BRANO DI LETTURA –
◇ ◇ ◇
Nel corso di queste singole attività, nel contesto dello strato
sociale, viene determinato il oro significato il quale conferisce un senso
al mondo e alla personale esistenza. All’interno di un processo il cui
contesto è generalmente complesso si deve appunto acquisire la comprensione
del fatto che esistono molteplici forme di espressione culturale dipendenti
dalle condizioni di vita, dalla storia e dalle tradizioni da essa derivanti.
Esattamente a questo punto il foulard per i capelli delle donne islamiche,
solitamente in contrapposizione alle barbe del costume tradizionale bavarese,
non rappresenta più un pericolo per la propria identità culturale.
“Il valore democratico della varietà non consiste affatto in una convivenza coatta bensì in un processo di costruzione culturale in discussione tra soggetti che sono persone concrete in situazioni concrete” (Apitzsch 1997, S. 51).
Per il nostro contesto è decisamente significativo il fatto che il processo di apprendimento culturale pretende da chi impara il proprio divenire attivo. Attraverso questo tipo di apprendimento le esperienze raggiungono le strutture più profonde della personalità di giovani e bambini. L’individuo non incamera passivamente ciò che gli viene “messo davanti”, bensì egli apprende questi nuovi modi di rapportarsi e il loro significato nel loro contesto culturale e nelle condizioni di vita corrispondenti e li trasforma in comportamento proprio.
Si noti che il discorso “sull’identità culturale” è già di per sé problematico, poiché questo da una parte contribuisce a nascondere le strutture contraddittorie realmente esistenti tra le culture e dall’altra confonde la percezione del fatto, che sviluppo culturale e la formazione di un’identità culturale sono un processo di apprendimento dinamico e sempre in progresso, finché la persona va in giro per la vita con gli occhi aperti e curiosi. Obsoleta diventa perciò anche l’idea di un’identità culturale nazionale di fronte ad una globalizzazione culturale, ecologica, politica e commerciale in continua espansione.
“Il nostro mondo viene sempre più influenzato da episodi che accadono dall’altra parte del mondo; viceversa stili di vita locali comportano conseguenze per tutto il mondo. La Globalizzazione non dovrebbe essere percepita come un fenomeno che accade “là fuori”, bensì come ciò che avviene “qui dentro”. La Globalizzazione della nostra vita causa il cambiamento del nostro quotidiano”.
◇ ◇ ◇
CONSEGNE –
1. Rispondi alle domande sul brano sull'identità culturale, segnando le risposte con le stesse lettere.
(a) Da che cosa dipendono le molteplici forme di espressione culturale?
(b) Che cosa pretende da chi impara il processo di apprendimento culturale?
(c) Di fronte a che cosa diventa obsoleta l'idea di un'identità culturale nazionale?
2. Prosegui il brano sull'identità culturale partendo dalla fine della citazione sulla globalizzazione.
◇ ◇ ◇
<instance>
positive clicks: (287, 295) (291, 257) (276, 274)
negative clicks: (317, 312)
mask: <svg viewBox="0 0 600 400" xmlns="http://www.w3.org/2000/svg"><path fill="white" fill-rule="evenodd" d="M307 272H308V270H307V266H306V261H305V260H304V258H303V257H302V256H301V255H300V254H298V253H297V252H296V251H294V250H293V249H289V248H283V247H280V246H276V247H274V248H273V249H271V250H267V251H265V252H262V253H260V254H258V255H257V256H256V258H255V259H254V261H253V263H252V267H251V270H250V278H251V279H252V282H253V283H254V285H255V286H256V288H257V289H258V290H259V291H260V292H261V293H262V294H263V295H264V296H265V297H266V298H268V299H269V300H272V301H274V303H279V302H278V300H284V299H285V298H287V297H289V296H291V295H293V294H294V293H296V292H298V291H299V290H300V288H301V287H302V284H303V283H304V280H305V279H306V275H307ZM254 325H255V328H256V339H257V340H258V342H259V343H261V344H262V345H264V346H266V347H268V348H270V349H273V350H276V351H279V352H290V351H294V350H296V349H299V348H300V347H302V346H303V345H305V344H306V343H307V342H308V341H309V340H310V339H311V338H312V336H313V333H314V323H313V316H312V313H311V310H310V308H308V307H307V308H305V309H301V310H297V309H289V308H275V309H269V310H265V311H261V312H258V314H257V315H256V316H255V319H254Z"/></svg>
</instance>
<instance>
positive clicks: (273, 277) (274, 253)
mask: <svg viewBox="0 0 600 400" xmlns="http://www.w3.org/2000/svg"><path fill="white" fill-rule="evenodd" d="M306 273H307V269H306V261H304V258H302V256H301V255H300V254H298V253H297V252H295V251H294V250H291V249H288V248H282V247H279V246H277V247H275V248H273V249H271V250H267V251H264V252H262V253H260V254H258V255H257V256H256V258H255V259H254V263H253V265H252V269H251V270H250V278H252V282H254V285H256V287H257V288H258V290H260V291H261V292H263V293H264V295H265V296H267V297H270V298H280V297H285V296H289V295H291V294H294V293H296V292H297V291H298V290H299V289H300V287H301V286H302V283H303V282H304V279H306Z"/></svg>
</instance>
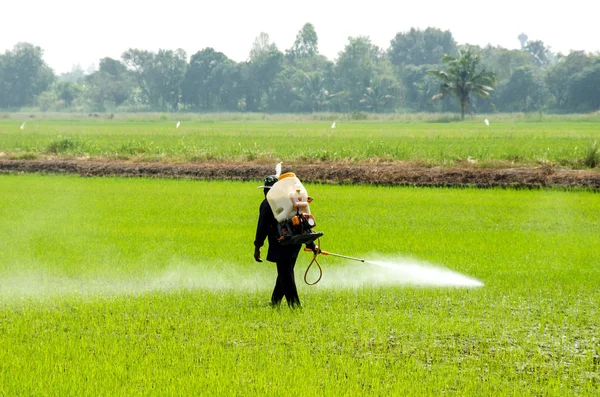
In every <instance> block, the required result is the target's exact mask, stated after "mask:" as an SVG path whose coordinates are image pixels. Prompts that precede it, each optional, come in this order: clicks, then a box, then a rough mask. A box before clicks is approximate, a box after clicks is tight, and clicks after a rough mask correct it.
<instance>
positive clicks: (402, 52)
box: [388, 28, 458, 66]
mask: <svg viewBox="0 0 600 397" xmlns="http://www.w3.org/2000/svg"><path fill="white" fill-rule="evenodd" d="M457 52H458V48H457V46H456V41H454V38H453V37H452V33H450V31H448V30H446V31H442V30H440V29H437V28H427V29H425V30H420V29H414V28H412V29H411V30H410V31H408V32H406V33H398V34H396V36H395V37H394V39H392V41H391V45H390V48H389V49H388V56H389V58H390V61H391V62H392V64H393V65H395V66H400V65H417V66H418V65H436V64H438V63H439V62H440V59H441V58H442V56H443V55H444V54H449V55H455V54H456V53H457Z"/></svg>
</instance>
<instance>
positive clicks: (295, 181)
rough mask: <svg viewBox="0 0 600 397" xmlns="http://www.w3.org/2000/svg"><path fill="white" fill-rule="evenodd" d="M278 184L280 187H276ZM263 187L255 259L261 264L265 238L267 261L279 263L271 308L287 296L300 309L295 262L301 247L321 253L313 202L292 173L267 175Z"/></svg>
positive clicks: (294, 175)
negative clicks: (294, 275) (268, 245)
mask: <svg viewBox="0 0 600 397" xmlns="http://www.w3.org/2000/svg"><path fill="white" fill-rule="evenodd" d="M279 167H280V165H279ZM278 173H279V169H278ZM276 184H278V185H277V186H275V185H276ZM260 187H262V188H263V189H264V194H265V199H264V200H263V201H262V203H261V204H260V212H259V217H258V225H257V227H256V238H255V239H254V259H255V260H256V261H257V262H262V259H261V257H260V248H261V247H262V246H263V244H264V241H265V238H268V241H269V249H268V252H267V260H268V261H269V262H275V263H276V264H277V281H276V282H275V288H274V289H273V294H272V296H271V305H272V306H273V307H278V306H279V305H280V304H281V301H282V300H283V297H284V296H285V299H286V301H287V304H288V306H290V307H292V308H296V307H300V306H301V305H300V298H299V297H298V290H297V288H296V281H295V277H294V267H295V265H296V259H297V258H298V253H299V252H300V249H301V248H302V244H305V245H306V247H308V248H310V249H311V250H313V252H315V253H317V252H319V247H318V246H317V245H316V244H315V243H314V241H315V240H316V239H317V238H318V237H320V236H322V235H323V233H315V232H313V231H312V227H314V226H315V221H314V217H313V216H312V215H310V209H309V208H308V204H309V203H310V202H311V201H312V199H311V198H310V197H308V196H307V195H306V190H305V189H304V187H303V186H302V184H301V183H300V181H299V180H298V179H297V178H296V176H295V175H294V174H292V173H287V174H283V175H281V176H279V175H270V176H267V177H266V178H265V180H264V184H263V186H259V188H260Z"/></svg>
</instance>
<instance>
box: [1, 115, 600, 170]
mask: <svg viewBox="0 0 600 397" xmlns="http://www.w3.org/2000/svg"><path fill="white" fill-rule="evenodd" d="M174 117H177V116H176V115H171V116H169V117H166V116H165V117H163V118H160V117H158V116H155V117H154V118H150V117H148V118H143V117H137V118H135V117H133V118H131V119H128V118H125V117H122V118H118V119H113V120H108V119H106V118H105V117H103V118H100V119H95V118H92V119H89V118H62V119H61V118H56V119H53V118H47V119H38V118H35V119H31V120H27V121H26V123H25V126H24V128H23V129H20V126H21V124H22V119H19V118H5V119H0V152H1V153H2V155H0V158H15V159H36V158H38V159H39V158H47V157H57V156H58V157H62V158H84V159H88V158H92V159H99V158H102V159H122V160H136V161H170V162H196V161H213V160H223V161H259V162H260V161H264V162H275V161H279V160H282V159H283V160H284V161H303V162H307V161H308V162H319V161H344V162H355V163H359V162H379V161H386V162H387V161H411V162H415V163H416V164H418V165H424V166H453V165H456V164H469V165H471V166H472V165H473V164H474V163H475V164H477V165H478V166H483V167H486V166H514V165H517V166H519V165H524V166H530V165H536V166H539V165H555V166H561V167H568V168H583V167H584V163H585V159H586V157H587V156H588V152H589V150H590V149H591V148H592V147H593V144H594V142H596V141H599V140H600V128H599V126H600V122H599V121H598V120H597V119H596V118H595V116H588V117H587V118H583V119H581V120H580V119H577V118H573V117H570V118H569V117H564V118H556V117H553V118H550V119H549V120H548V121H538V122H531V121H530V120H528V119H521V118H513V119H510V118H503V117H500V116H498V119H494V118H493V117H492V116H490V118H491V120H492V122H491V124H490V126H489V127H487V126H486V125H485V124H484V123H483V121H482V120H479V119H477V120H472V121H468V122H464V123H440V122H432V121H435V119H431V120H427V119H426V120H425V121H418V120H419V119H418V118H416V119H415V120H417V121H411V120H412V119H409V122H402V121H401V120H393V119H392V120H387V119H383V120H376V121H369V120H367V121H362V122H358V121H345V120H338V121H337V122H336V128H335V129H332V128H331V124H332V122H331V120H330V118H329V119H328V120H325V121H321V120H301V121H294V120H288V119H286V118H285V117H283V116H282V117H280V118H274V119H272V120H271V119H266V120H260V119H252V118H250V119H242V120H237V121H235V120H234V121H232V120H231V119H230V120H223V121H222V120H219V119H218V118H210V117H208V116H206V117H205V118H192V117H191V116H185V115H182V116H181V118H182V119H183V121H182V123H181V126H180V127H179V128H176V121H175V120H176V119H171V118H174ZM215 117H216V116H215ZM414 117H416V116H413V118H414ZM187 118H189V119H188V120H186V119H187ZM231 118H233V116H231ZM599 150H600V149H596V156H597V157H598V162H600V153H599Z"/></svg>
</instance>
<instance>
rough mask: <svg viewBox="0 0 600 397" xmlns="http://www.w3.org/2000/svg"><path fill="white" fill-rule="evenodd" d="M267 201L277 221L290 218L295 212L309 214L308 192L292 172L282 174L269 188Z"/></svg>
◇ ◇ ◇
RISPOSTE PER CONSEGNA –
1.
(a) Dalle condizioni di vita, dalla storia e dalle tradizioni da essa derivanti.
(b) Il proprio divenire attivo.
(c) Di fronte a una globalizzazione culturale, ecologica, politica e commerciale in continua espansione.

2.
(Anthony Giddens, “Schöne neue Welt. Der neue Lontext von Politik, in: Berliner Journal für Soziologie 4/1994, zititert nach: Hans Georg Hofman, Das eigene im Fremden und das Fremde im Eigenen, S.8. in: SPAK Eine Welt, S. 4-16).
Il processo di costituzione dell’identità disegna “mappe dei significati”, che come materiale culturale deve venir elaborato e cambiato di fronte a condizioni di vita cambiate. La presenza dello straniero, che mostra altre possibilità di vita mette in discussione la naturalezza del proprio modo di vivere.
L’educazione pertanto dovrebbe rafforzare (e non tentare di eliminare)
tutte le tendenze contro l’assimilazione, per sostenere invece la formazione
di un’espressione culturale personalizzata ed originale.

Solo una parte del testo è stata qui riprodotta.